Actions to take:
a - In the riving knife thread, which splitter is said to be adaptable to fit most any saw?
b - From the riving knife thread, repeat the passage that starts at the words "No riving knives" and ends after "most any saw.".
c - Decide whether each statement agrees with the riving knife thread, answering yes or no and quoting the deciding words: (i) Steve G. owns a TS 3660 saw. (ii) knotscott knows of riving knives made for Emerson made saws. (iii) The poster with the Delta TS300 reports that the original splitter lines up with the blade.

Source document:
::::::

# Good riving knife



## Steve G. (Oct 4, 2007)

Well guys, having ripped alot of thick, long, big and heavy stock lately... i'm liking the idea of a riving knife alot better than a blade guard. The blade guard on my TS 3660 moves here and there and drives me nuts... plus I like to see whats being cut:thumbsup:
Does anyone know of a good riving knife for that saw... or do they work with all saws?

Thanks,
Steve


----------



## knotscott (Nov 8, 2007)

No riving knives I'm aware of for the 3650/3660 or Emerson made saws. There are some good splitters for them. The Microjig splitter can be made to fit most any saw.


----------



## I Make Mostly Dust (Jan 7, 2010)

I have been looking for a riving knife that will work with my Delta TS300 contractor saw. The original guard and splitter attach to a trunion 'bolt' at the back of the machine. The setup is so sloppy and I cannot see the cuts most of the time. The splitter does not line up with the blade. I don't want to spend a fortune on a setup for this saw. I once saw in a photo a 1/8 inch thick louver-shaped piece of hardwood expoxied onto on a table saw insert behind the blade. Can anybody tell me how well this might work? Can anybody suggest how high a splitter should be?


----------

::::::

Stored items from a collection
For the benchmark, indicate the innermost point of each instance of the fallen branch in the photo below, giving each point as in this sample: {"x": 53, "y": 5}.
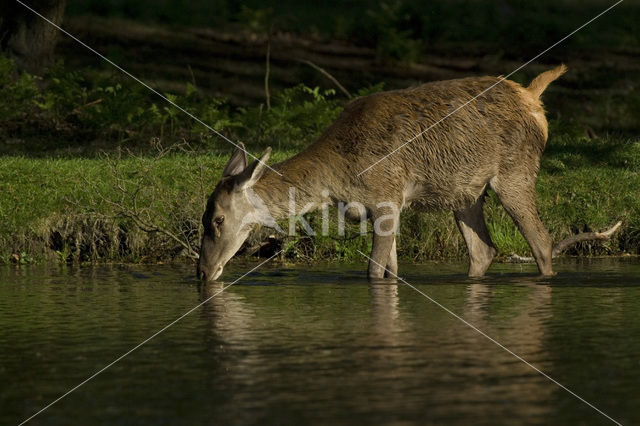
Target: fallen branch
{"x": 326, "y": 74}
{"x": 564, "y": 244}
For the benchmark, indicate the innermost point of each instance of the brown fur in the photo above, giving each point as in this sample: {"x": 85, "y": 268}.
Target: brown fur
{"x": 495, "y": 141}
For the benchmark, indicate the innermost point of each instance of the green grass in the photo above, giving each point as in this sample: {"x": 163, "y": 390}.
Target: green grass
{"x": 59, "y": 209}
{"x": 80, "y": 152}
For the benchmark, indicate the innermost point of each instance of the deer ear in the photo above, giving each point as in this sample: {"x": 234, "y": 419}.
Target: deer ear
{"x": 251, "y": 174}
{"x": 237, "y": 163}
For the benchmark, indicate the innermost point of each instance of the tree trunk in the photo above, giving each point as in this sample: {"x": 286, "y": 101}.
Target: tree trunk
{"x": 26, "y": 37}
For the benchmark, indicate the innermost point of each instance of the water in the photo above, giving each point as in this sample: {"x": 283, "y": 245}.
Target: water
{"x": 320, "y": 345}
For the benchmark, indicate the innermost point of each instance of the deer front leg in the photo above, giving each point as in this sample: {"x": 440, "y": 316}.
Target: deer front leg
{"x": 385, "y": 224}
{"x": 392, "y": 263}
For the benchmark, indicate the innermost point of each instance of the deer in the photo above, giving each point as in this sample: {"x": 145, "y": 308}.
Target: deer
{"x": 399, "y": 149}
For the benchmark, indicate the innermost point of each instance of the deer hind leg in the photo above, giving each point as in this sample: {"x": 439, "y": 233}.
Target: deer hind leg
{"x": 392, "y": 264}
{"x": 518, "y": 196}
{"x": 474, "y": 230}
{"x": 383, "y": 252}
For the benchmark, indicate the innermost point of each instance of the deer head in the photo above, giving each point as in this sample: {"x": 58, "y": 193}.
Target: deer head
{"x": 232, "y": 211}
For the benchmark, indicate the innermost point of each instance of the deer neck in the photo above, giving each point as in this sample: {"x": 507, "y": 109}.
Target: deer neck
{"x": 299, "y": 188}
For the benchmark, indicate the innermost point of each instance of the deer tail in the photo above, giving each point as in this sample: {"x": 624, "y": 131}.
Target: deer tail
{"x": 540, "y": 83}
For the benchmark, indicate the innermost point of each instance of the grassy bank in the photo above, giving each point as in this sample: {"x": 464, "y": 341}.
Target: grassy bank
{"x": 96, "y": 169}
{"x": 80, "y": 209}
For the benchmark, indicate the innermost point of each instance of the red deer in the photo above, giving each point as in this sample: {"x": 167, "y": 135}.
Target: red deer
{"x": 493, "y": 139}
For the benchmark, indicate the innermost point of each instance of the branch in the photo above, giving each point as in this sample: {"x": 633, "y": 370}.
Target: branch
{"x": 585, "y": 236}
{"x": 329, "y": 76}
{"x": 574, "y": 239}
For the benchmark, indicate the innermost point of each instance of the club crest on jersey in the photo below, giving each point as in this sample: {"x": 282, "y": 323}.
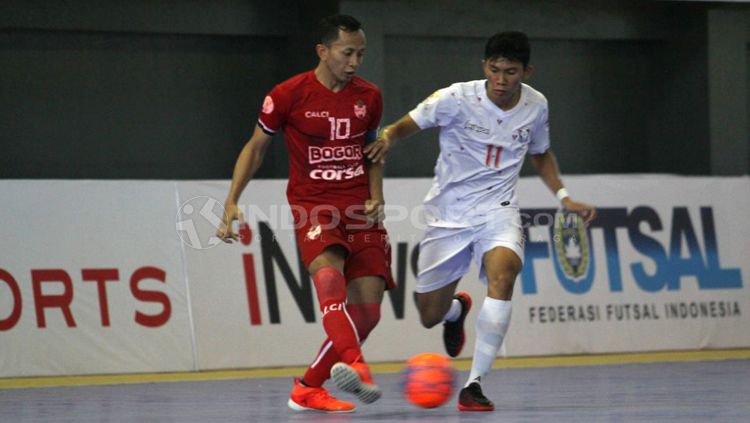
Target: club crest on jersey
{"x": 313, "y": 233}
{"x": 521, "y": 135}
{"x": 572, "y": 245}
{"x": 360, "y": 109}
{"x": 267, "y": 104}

::::::

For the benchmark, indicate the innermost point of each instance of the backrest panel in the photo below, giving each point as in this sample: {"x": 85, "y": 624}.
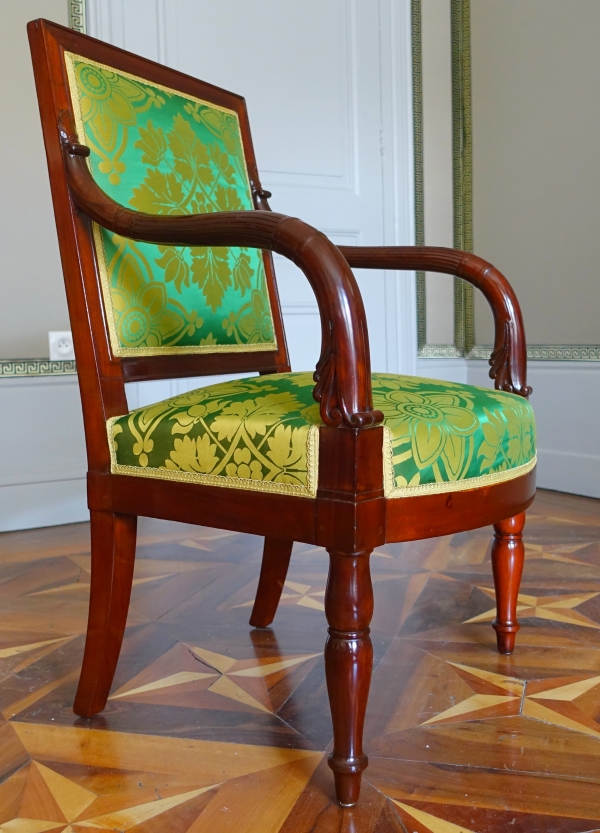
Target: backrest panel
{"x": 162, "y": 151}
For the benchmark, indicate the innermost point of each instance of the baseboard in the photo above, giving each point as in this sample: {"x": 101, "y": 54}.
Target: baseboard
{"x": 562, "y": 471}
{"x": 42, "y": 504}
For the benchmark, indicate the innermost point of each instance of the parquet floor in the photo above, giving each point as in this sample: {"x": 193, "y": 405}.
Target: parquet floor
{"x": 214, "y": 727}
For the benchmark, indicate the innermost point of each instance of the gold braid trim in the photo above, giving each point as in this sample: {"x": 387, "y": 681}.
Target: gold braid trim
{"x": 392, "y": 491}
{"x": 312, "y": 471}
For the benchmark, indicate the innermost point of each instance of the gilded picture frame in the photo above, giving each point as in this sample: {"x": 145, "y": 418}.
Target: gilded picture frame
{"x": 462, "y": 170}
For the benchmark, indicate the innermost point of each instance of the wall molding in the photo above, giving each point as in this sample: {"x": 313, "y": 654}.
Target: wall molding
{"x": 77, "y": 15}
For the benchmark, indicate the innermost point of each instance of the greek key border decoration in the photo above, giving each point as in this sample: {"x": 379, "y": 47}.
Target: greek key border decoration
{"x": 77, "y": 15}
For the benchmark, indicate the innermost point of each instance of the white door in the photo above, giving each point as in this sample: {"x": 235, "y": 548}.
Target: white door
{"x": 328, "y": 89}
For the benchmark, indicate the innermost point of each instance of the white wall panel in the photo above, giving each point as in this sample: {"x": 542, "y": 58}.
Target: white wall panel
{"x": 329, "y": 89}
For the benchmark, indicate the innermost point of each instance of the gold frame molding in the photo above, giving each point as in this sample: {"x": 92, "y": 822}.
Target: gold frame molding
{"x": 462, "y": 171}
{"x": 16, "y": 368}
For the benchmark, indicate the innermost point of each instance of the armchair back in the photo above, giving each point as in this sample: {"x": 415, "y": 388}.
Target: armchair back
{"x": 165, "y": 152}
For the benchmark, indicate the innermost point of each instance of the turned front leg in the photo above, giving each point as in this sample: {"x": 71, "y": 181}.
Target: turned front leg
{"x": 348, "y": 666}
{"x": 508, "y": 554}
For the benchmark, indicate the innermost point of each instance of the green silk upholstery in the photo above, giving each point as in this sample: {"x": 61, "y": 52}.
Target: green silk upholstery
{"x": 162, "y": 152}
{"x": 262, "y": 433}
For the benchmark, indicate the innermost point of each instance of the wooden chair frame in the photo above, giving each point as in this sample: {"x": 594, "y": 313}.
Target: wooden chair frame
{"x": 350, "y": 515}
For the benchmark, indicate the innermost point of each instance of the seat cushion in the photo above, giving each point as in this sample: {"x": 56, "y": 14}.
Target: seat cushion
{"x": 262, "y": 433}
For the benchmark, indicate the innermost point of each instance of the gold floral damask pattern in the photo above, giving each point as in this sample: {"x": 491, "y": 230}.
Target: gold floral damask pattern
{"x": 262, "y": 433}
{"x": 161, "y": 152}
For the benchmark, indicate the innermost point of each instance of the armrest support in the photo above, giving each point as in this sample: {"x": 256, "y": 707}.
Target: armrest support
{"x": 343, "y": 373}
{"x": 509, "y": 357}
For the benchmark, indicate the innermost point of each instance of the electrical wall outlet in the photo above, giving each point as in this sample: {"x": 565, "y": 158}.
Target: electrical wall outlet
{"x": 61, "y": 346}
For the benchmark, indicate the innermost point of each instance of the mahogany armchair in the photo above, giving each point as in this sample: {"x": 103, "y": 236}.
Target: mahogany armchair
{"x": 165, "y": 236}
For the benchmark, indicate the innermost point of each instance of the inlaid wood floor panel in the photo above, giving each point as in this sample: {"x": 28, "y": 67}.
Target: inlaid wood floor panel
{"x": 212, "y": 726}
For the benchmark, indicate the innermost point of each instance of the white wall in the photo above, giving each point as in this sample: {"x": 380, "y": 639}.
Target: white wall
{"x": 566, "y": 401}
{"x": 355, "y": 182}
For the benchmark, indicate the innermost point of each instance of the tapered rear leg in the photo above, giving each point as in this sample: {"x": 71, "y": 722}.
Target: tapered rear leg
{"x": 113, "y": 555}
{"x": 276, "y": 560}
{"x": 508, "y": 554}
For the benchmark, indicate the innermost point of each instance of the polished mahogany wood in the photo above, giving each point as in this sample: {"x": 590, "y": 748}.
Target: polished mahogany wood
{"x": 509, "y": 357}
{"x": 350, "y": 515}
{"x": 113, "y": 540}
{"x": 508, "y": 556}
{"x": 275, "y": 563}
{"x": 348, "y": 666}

::::::

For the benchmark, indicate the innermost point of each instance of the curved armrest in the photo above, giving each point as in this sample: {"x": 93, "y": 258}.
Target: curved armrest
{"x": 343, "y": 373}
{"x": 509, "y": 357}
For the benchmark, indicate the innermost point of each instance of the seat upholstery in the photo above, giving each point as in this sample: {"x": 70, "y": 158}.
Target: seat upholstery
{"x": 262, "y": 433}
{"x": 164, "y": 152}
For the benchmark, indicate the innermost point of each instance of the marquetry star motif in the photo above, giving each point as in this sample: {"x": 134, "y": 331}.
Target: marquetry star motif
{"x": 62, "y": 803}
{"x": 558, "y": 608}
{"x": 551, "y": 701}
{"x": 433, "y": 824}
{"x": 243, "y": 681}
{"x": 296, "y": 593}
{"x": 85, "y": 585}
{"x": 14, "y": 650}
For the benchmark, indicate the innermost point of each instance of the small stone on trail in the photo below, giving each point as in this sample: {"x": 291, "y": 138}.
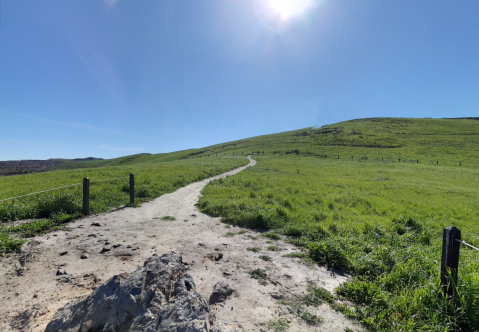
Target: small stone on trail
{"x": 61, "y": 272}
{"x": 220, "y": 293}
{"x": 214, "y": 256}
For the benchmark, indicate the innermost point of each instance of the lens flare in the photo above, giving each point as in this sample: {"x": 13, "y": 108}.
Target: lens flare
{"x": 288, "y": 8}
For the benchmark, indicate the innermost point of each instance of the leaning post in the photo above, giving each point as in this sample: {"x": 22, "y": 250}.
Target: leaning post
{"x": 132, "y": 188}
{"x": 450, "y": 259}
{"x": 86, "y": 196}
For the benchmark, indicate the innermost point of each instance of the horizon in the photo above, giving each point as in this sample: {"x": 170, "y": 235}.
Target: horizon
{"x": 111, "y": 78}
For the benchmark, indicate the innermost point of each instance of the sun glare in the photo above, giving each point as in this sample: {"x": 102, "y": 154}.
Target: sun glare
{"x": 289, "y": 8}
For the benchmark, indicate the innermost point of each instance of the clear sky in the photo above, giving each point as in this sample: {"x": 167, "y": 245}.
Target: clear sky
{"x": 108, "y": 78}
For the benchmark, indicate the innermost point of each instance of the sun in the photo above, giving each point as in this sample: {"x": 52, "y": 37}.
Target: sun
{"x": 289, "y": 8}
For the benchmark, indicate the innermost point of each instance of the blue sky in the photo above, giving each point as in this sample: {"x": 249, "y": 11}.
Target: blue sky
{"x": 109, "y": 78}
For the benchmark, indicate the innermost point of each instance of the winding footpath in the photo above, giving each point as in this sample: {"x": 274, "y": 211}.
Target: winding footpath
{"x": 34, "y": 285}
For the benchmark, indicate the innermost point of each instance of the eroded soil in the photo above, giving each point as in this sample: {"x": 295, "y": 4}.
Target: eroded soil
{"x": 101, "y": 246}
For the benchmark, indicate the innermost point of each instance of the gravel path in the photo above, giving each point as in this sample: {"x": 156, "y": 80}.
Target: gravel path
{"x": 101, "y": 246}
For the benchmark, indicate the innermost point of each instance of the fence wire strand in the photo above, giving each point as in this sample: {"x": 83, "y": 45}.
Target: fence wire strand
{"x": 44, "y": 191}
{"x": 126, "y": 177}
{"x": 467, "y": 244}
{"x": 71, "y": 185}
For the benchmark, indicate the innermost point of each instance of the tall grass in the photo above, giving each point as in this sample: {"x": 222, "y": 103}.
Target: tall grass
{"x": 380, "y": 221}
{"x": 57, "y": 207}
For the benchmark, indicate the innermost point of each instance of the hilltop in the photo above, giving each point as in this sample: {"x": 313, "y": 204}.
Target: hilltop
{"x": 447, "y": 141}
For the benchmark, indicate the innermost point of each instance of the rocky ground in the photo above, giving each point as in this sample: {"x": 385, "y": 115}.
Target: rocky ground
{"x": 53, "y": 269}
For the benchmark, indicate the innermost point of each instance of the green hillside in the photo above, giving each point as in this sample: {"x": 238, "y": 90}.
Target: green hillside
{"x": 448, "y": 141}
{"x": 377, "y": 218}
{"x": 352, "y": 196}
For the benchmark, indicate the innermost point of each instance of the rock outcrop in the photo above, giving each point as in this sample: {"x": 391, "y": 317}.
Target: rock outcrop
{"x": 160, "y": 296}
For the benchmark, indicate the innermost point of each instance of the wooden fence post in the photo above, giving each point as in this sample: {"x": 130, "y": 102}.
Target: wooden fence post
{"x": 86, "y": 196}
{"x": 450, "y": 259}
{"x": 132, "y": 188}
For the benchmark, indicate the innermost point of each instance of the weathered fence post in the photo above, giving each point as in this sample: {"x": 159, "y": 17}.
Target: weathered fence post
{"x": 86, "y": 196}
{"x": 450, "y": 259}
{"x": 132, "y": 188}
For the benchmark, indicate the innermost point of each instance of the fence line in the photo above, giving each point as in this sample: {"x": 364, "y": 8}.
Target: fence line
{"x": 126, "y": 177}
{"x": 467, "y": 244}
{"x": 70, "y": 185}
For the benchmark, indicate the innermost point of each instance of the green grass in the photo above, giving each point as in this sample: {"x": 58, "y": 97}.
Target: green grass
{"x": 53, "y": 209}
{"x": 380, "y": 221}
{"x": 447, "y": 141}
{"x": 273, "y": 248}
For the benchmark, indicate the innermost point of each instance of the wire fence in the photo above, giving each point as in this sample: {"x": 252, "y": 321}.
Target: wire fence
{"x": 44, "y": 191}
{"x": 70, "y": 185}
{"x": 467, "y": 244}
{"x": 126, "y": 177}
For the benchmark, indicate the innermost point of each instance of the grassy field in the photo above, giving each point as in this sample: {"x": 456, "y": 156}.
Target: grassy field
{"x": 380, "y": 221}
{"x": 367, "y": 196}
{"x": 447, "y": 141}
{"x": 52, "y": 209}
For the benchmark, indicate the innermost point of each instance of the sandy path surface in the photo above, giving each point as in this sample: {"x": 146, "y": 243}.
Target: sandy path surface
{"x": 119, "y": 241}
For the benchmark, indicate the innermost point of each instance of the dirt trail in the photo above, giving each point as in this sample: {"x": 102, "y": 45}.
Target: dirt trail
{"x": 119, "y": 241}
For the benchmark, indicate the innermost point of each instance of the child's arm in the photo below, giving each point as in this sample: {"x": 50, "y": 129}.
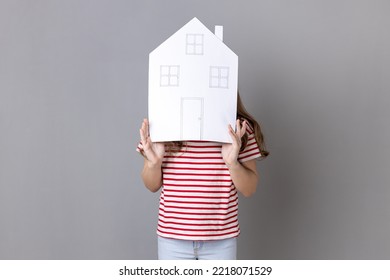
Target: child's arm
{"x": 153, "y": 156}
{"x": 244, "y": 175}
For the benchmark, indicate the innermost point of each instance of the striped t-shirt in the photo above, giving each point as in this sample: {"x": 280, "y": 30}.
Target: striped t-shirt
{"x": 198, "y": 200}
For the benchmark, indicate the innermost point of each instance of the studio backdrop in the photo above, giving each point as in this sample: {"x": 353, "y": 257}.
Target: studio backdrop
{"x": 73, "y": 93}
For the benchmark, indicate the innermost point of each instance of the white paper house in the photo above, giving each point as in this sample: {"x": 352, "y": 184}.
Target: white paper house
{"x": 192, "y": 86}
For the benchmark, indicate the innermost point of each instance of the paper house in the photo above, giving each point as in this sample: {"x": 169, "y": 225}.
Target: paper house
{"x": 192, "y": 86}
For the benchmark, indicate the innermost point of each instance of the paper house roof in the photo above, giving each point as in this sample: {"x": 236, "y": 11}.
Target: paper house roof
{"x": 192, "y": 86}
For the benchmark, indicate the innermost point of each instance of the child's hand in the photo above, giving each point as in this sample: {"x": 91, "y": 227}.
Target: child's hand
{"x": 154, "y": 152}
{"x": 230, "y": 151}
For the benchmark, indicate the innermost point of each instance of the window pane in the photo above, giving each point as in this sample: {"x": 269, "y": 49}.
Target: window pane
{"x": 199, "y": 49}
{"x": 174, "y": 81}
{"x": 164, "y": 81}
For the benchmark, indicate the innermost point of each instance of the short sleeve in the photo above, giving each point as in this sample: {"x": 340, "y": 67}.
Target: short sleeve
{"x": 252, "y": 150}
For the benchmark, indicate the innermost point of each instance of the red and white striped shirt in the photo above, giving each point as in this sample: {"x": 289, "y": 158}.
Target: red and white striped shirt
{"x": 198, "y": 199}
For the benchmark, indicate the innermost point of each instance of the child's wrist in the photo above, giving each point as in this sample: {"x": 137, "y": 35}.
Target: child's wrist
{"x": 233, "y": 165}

::::::

Task results:
a - The Microjig splitter.

b -
No riving knives I'm aware of for the 3650/3660 or Emerson made saws. There are some good splitters for them. The Microjig splitter can be made to fit most any saw.

c -
(i) Yes: "The blade guard on my TS 3660 moves here and there and drives me nuts"
(ii) No: "No riving knives I'm aware of for the 3650/3660 or Emerson made saws."
(iii) No: "The splitter does not line up with the blade."